**THE PROBLEM**
Rewrite everything from the line containing "Spot every instance of green bush" down to the end of the records below, requests included, with each box coordinate multiplied by 1.9 and rounded to a whole number (halves round up).

**RECORDS SUPPLIED**
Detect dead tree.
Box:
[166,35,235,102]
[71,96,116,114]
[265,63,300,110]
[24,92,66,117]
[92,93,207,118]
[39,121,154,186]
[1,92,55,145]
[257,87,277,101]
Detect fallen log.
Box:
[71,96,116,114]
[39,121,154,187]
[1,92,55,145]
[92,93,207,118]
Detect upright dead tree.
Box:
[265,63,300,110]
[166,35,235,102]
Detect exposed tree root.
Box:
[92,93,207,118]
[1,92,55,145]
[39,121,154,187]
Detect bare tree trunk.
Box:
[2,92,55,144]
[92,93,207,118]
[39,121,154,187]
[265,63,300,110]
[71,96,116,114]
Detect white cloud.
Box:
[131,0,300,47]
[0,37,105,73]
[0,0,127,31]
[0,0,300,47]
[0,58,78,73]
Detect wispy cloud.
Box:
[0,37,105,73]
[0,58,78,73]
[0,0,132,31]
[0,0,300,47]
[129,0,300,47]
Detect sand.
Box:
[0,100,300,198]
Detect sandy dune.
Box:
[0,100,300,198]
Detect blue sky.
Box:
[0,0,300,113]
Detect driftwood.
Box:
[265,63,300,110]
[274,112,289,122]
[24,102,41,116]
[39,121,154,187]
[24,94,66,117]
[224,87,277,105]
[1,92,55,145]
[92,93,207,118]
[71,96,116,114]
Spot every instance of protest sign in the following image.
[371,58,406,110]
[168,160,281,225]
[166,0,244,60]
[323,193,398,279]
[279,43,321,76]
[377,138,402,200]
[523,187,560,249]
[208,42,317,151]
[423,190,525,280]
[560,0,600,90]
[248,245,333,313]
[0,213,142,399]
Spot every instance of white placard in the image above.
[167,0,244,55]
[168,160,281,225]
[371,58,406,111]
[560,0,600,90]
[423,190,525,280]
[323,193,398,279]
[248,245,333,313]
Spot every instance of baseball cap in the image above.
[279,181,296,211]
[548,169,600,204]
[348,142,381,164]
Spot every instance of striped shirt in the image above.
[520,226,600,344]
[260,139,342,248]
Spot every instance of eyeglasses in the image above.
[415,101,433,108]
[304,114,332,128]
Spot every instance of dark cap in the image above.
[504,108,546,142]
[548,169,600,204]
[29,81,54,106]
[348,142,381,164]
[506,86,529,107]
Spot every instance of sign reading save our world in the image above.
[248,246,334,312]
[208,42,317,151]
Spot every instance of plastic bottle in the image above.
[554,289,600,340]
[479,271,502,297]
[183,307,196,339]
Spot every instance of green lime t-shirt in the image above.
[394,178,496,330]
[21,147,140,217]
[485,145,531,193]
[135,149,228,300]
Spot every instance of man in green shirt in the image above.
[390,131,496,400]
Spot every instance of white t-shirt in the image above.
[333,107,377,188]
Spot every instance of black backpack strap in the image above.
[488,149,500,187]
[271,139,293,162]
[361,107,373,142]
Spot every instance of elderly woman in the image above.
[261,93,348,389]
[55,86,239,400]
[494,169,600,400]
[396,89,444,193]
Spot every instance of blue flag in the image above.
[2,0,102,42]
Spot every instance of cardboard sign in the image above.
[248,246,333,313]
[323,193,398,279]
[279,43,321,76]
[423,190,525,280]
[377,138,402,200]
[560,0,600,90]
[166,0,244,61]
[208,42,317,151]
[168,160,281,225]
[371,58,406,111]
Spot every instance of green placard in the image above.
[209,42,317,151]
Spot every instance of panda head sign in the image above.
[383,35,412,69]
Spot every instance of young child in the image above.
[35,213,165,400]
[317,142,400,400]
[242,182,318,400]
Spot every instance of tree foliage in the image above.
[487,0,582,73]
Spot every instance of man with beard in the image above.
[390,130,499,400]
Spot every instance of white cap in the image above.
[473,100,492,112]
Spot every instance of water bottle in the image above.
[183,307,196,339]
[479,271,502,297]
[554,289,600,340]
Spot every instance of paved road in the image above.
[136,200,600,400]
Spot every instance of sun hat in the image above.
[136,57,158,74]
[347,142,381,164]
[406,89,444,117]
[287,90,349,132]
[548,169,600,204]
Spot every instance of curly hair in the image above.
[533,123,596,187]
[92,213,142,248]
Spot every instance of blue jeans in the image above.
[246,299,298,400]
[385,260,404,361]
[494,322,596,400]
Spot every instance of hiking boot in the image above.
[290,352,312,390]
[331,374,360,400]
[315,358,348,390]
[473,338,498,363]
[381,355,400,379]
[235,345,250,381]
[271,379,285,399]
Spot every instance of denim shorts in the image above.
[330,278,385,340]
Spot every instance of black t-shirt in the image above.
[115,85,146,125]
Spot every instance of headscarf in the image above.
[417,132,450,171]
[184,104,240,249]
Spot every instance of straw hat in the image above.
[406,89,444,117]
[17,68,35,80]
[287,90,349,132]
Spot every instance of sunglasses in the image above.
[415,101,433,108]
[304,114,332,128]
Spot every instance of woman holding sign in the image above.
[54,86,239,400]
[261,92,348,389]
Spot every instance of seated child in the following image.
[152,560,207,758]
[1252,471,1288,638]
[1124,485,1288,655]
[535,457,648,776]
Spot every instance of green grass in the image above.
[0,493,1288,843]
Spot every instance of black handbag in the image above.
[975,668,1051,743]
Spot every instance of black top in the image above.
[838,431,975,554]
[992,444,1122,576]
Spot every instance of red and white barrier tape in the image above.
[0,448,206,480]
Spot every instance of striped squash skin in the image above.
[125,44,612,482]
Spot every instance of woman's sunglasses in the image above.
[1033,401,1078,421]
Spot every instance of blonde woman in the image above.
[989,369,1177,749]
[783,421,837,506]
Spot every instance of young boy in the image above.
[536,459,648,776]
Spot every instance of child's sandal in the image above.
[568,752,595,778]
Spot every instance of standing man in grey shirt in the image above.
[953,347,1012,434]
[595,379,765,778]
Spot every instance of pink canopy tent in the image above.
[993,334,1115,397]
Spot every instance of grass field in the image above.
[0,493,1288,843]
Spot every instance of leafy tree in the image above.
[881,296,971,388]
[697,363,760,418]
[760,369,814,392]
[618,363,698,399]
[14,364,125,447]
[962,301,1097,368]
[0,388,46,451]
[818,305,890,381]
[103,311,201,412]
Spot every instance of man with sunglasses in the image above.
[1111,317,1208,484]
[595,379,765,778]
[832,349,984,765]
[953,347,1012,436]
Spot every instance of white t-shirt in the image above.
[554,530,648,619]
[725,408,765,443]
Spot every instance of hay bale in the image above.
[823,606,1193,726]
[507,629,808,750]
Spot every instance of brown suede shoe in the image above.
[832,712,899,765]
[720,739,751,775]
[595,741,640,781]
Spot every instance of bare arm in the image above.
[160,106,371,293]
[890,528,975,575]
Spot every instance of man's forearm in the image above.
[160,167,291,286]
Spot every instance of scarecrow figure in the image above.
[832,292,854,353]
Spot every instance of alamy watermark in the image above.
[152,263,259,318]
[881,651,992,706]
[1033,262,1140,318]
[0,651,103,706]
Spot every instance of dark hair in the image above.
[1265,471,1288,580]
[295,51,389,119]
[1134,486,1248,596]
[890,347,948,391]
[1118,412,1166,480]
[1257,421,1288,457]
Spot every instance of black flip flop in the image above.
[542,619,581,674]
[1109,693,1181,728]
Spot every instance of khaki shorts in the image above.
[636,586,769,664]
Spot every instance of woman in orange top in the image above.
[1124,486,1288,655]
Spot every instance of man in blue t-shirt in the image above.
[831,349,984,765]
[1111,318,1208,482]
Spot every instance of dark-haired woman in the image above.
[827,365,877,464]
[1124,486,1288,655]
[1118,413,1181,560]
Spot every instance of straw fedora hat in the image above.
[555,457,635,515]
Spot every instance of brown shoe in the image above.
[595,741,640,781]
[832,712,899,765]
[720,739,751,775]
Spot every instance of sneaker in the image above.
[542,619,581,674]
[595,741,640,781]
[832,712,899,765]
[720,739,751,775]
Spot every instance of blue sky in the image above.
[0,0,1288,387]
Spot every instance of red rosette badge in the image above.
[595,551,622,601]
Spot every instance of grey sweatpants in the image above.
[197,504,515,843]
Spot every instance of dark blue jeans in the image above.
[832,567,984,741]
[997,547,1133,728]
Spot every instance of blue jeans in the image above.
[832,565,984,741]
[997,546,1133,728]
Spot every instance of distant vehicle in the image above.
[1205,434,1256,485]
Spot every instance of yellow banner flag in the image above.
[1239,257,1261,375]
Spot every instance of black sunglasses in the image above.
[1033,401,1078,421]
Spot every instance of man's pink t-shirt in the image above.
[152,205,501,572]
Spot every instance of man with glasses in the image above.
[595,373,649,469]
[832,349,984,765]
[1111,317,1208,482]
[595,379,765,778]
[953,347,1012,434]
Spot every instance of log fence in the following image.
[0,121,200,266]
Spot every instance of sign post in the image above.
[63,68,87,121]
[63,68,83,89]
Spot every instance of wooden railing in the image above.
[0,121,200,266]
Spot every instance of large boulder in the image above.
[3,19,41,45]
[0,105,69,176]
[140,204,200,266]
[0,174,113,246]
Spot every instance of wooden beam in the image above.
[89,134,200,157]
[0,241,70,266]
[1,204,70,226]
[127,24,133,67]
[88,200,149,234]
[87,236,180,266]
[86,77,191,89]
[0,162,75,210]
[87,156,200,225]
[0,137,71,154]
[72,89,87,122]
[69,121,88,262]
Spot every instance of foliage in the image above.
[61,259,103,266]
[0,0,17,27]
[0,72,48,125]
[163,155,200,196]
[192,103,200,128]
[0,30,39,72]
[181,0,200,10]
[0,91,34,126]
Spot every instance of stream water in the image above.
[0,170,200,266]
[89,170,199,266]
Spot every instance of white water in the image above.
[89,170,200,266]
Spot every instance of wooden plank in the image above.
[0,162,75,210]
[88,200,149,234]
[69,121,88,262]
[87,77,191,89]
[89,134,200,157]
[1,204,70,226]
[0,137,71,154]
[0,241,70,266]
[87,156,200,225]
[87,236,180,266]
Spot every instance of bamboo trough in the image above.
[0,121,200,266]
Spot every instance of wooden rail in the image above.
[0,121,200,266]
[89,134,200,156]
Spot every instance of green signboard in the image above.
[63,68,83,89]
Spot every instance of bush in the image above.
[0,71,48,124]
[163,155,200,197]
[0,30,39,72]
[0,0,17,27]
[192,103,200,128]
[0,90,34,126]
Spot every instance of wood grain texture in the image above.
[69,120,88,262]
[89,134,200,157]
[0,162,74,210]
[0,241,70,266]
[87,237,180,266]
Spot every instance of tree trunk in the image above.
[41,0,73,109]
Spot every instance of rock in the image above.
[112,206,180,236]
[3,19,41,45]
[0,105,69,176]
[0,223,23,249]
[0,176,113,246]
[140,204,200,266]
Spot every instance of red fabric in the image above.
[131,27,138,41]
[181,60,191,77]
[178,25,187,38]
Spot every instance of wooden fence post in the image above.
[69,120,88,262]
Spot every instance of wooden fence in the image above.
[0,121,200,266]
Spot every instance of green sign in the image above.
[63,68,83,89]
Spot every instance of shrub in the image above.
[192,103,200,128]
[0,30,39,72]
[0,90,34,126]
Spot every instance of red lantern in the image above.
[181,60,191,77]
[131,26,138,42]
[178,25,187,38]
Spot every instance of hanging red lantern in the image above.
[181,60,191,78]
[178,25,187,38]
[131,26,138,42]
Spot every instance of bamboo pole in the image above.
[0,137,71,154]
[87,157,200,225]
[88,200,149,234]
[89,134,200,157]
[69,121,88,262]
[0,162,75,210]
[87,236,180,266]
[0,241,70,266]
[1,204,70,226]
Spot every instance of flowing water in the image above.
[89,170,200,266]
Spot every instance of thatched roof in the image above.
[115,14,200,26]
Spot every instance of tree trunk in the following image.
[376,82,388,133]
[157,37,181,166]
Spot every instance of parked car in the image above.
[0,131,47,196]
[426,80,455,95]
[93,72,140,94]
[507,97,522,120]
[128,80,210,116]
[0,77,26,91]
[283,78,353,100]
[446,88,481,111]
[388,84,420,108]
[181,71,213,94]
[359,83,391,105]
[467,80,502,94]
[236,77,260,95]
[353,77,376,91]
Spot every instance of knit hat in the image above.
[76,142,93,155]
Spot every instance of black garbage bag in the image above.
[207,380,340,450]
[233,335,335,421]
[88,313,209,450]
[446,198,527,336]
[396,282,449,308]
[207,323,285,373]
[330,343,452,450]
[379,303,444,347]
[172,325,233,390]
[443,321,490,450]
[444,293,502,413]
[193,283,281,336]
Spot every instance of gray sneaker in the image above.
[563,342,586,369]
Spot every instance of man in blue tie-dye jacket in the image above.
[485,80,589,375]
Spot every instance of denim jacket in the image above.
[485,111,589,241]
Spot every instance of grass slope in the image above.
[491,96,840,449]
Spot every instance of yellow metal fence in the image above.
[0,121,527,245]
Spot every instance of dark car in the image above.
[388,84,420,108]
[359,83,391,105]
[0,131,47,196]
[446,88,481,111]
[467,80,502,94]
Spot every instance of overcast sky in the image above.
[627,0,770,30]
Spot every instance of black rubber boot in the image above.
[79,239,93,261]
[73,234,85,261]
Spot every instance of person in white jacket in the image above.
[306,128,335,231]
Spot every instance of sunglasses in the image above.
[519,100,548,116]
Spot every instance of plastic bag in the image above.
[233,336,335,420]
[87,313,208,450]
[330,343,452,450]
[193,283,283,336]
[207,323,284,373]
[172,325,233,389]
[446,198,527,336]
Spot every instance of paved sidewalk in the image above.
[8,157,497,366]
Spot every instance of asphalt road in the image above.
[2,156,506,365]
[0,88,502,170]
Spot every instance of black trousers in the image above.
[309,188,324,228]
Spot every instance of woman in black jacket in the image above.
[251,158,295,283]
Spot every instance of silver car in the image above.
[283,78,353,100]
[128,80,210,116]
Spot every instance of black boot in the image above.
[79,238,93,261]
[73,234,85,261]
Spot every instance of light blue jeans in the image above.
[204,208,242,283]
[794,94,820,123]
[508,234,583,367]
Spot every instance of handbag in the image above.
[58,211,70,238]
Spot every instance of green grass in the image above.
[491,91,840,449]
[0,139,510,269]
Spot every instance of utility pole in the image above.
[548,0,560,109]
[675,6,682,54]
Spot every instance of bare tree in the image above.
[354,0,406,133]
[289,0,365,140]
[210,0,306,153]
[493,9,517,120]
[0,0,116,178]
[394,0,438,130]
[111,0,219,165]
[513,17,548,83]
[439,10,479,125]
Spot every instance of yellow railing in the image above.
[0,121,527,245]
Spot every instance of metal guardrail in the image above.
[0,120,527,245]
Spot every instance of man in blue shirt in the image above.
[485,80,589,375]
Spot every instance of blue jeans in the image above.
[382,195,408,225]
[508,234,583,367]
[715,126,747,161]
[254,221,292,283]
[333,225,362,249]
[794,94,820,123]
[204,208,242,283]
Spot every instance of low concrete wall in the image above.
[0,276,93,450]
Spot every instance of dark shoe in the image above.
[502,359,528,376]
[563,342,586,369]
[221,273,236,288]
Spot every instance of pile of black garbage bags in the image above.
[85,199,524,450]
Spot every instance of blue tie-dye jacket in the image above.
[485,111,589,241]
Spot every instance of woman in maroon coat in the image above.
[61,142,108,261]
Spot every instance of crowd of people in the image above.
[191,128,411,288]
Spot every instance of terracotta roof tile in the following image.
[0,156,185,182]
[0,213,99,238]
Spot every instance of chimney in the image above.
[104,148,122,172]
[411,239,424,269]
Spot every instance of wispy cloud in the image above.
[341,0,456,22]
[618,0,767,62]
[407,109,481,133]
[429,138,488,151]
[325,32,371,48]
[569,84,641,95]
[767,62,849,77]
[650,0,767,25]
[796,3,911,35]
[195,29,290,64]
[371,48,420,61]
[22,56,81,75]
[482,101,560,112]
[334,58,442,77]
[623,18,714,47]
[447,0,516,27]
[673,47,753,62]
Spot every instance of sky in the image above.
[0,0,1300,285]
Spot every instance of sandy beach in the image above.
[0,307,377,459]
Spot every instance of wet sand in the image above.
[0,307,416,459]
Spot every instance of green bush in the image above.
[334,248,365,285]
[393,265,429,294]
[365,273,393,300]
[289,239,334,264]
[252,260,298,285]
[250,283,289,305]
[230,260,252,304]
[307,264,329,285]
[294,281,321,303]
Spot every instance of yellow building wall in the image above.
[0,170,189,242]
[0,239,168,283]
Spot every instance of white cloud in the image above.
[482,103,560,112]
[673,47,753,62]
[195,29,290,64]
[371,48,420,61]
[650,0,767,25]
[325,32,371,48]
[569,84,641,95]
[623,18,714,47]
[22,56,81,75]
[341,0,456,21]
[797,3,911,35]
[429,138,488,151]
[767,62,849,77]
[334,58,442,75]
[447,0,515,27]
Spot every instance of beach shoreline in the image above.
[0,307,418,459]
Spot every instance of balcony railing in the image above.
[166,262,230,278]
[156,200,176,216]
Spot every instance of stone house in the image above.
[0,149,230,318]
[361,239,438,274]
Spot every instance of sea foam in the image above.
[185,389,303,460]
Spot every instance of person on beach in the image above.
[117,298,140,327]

**WRITTEN ANSWER**
Spot every instance of green bush in the image above.
[635,471,694,542]
[747,504,815,559]
[694,519,747,570]
[549,454,635,502]
[479,494,566,542]
[475,538,549,580]
[437,494,479,578]
[583,502,625,542]
[559,534,610,576]
Spot every instance of yellow building wall in the image above.
[0,323,359,460]
[0,454,319,538]
Spot every instance of white cloud in the image above.
[916,196,1064,213]
[1279,89,1431,118]
[371,55,551,122]
[705,91,798,116]
[1235,0,1457,48]
[618,61,705,91]
[1081,160,1218,181]
[1184,34,1357,89]
[42,106,154,143]
[648,0,866,40]
[1514,6,1731,67]
[815,262,927,287]
[1457,118,1613,146]
[635,110,840,143]
[849,0,979,51]
Spot every instance of beach shoreline in the image above.
[0,583,794,872]
Spot every instance of balcony railing in the image above.
[315,498,437,528]
[296,380,334,410]
Spot every instance of stone house in the image above.
[0,283,437,604]
[686,454,832,521]
Spot every instance of sea foam in the image above.
[352,739,576,874]
Spot every instance of person on beach in the image above.
[222,566,266,621]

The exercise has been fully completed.